▸ Problem: Copy each line of the records that includes "yellow".

Dataset entries:
··········

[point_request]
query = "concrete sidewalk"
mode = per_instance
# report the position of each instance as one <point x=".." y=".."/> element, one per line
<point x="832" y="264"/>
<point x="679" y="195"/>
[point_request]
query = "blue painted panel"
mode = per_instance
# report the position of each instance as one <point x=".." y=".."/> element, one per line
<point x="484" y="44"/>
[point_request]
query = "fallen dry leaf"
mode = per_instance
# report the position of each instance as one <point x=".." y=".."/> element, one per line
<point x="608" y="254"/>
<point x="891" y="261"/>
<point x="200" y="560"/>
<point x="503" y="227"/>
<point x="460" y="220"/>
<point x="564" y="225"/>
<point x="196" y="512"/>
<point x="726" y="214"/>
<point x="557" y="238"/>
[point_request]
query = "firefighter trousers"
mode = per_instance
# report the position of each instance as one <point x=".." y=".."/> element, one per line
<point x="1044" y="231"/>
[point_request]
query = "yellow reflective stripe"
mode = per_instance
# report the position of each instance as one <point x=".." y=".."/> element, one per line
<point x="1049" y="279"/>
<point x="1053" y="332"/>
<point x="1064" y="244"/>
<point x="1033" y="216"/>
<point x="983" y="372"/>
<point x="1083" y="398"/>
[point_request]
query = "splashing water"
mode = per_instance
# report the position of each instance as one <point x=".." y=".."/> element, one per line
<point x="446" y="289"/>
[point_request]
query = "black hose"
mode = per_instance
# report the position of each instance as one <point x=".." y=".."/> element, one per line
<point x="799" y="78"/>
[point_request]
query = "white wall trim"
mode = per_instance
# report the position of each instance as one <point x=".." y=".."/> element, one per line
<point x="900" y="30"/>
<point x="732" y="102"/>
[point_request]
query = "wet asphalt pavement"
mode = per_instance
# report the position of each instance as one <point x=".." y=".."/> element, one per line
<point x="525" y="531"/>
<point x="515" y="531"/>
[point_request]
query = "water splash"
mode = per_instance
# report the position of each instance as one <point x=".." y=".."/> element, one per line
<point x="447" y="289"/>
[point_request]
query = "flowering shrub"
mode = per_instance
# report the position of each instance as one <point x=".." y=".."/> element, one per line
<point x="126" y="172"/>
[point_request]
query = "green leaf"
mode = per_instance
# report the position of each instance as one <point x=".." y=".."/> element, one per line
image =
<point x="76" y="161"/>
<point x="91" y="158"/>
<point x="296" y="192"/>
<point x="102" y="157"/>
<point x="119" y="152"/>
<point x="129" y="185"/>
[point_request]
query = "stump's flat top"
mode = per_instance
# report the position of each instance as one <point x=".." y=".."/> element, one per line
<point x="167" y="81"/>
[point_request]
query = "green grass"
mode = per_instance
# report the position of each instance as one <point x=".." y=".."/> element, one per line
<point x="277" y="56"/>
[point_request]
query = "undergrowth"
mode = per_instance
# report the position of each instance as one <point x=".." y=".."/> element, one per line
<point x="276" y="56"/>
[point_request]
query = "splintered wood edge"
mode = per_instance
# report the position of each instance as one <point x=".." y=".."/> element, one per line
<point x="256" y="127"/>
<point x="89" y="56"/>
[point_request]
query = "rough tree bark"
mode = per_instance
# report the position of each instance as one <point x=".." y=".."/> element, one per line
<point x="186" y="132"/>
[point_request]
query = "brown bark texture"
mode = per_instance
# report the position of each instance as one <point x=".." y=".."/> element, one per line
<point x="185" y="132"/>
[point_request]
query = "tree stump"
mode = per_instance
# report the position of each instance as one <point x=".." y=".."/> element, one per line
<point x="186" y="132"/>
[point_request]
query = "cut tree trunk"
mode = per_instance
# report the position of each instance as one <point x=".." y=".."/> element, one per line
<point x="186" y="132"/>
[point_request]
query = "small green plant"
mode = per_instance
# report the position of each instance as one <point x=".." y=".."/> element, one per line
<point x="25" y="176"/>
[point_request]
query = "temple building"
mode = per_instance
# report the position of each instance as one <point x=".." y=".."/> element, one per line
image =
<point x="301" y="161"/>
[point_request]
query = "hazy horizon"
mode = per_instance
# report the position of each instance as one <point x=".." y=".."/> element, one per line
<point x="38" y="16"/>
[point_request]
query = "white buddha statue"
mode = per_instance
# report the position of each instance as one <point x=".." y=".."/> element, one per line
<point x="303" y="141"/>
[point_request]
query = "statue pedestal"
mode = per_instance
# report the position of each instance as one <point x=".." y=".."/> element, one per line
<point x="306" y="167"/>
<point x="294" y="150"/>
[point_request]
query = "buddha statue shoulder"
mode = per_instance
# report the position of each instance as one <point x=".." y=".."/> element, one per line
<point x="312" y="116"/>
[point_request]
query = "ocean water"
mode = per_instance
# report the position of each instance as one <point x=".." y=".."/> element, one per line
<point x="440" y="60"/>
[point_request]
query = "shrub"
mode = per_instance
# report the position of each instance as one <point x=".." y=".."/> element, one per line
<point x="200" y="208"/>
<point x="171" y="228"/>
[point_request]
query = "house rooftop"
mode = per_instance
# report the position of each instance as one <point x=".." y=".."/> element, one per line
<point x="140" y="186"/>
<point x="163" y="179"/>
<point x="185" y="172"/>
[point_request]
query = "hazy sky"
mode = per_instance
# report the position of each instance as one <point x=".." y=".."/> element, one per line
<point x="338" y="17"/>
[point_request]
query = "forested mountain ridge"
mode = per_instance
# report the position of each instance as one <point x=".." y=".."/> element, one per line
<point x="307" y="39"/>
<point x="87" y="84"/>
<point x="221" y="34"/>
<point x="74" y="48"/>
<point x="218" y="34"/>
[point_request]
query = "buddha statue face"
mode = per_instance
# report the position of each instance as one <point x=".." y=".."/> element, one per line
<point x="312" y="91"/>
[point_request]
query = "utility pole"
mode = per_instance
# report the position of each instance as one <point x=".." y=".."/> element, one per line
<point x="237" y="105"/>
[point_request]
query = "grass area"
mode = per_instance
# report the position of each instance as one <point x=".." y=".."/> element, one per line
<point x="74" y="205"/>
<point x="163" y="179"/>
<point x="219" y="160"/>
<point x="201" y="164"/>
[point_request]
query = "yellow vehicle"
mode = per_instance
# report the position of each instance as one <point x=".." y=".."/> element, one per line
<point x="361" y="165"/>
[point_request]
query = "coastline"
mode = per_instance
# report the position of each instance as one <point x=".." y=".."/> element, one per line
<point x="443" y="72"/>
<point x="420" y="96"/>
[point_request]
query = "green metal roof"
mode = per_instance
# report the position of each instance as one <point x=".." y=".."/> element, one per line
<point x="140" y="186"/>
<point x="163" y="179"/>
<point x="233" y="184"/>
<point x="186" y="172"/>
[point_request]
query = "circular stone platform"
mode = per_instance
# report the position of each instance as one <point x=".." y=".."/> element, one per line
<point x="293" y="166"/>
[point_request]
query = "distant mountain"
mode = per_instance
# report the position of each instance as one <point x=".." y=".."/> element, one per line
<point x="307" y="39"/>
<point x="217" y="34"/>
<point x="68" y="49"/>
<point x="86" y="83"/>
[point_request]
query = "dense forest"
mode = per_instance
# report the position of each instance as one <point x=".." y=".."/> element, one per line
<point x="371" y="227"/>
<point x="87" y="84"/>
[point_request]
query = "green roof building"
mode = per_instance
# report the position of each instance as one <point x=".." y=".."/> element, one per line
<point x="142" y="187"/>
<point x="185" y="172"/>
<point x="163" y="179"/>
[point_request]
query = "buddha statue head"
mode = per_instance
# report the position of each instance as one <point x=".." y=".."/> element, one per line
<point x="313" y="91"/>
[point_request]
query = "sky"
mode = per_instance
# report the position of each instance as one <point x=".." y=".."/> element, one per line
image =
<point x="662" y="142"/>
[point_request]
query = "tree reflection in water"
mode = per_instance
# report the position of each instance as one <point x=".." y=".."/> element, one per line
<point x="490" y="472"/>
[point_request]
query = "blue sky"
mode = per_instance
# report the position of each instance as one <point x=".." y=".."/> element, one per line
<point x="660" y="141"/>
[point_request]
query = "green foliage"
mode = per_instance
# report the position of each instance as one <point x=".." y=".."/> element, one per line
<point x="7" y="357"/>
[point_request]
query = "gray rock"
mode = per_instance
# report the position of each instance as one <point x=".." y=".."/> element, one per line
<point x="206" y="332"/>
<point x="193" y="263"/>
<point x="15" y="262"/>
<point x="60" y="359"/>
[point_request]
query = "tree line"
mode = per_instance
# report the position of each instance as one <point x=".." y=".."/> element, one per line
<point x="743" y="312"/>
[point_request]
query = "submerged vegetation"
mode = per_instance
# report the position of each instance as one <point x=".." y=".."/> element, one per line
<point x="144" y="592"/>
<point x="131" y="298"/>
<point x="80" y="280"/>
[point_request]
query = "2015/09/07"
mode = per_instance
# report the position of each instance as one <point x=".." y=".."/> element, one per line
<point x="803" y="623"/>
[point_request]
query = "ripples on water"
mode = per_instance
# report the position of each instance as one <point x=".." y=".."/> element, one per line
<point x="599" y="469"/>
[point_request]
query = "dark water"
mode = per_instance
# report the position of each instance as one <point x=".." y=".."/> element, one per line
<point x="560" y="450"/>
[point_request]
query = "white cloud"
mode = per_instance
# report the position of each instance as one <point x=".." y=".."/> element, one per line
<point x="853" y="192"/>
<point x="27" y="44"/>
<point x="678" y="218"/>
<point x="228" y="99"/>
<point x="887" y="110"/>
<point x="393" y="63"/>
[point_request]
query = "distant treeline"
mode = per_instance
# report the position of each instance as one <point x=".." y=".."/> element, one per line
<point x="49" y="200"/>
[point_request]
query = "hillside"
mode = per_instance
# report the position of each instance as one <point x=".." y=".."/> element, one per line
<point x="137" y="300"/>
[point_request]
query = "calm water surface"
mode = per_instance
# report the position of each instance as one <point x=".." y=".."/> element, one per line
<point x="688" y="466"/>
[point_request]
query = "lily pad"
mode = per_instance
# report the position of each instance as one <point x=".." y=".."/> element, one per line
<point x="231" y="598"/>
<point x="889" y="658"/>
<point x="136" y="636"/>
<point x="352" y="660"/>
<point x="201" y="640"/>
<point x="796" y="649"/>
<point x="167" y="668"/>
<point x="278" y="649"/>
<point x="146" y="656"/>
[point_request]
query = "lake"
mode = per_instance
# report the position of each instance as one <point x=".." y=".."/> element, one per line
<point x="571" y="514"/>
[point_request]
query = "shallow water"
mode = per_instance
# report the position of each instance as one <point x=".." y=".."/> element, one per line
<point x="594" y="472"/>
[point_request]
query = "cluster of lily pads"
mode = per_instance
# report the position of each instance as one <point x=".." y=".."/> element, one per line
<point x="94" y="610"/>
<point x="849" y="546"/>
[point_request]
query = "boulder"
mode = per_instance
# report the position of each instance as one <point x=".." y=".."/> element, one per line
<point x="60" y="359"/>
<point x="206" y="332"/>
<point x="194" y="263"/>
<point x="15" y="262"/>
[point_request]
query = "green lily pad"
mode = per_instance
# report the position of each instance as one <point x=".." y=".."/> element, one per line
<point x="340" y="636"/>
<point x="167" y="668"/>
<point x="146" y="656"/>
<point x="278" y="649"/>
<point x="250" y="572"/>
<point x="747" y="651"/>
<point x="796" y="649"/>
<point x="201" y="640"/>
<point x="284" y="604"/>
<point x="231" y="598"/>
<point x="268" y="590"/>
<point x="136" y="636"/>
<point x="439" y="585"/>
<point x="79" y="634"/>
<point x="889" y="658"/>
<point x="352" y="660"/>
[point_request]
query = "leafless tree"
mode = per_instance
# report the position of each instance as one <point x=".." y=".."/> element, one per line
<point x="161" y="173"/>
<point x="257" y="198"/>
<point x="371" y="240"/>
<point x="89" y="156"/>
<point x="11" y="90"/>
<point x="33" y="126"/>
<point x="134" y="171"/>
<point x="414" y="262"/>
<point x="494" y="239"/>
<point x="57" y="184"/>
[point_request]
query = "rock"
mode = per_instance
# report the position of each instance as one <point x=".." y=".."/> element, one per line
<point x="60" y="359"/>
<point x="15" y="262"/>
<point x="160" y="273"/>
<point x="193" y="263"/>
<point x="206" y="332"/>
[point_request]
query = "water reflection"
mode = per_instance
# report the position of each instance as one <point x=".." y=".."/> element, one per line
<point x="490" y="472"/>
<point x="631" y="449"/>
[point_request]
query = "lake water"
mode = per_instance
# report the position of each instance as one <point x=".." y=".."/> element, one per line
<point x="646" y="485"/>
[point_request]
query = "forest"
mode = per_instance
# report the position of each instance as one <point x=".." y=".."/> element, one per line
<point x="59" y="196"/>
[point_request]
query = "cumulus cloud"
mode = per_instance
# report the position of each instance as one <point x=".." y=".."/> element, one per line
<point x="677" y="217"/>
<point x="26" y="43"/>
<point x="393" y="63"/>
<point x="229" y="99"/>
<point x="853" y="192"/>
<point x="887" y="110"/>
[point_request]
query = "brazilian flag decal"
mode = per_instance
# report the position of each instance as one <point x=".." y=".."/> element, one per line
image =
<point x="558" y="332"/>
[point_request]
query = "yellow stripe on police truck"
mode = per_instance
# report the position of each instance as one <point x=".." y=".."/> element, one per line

··········

▸ Worked solution:
query = "yellow reflective stripe"
query = "yellow vehicle"
query = "yellow stripe on police truck"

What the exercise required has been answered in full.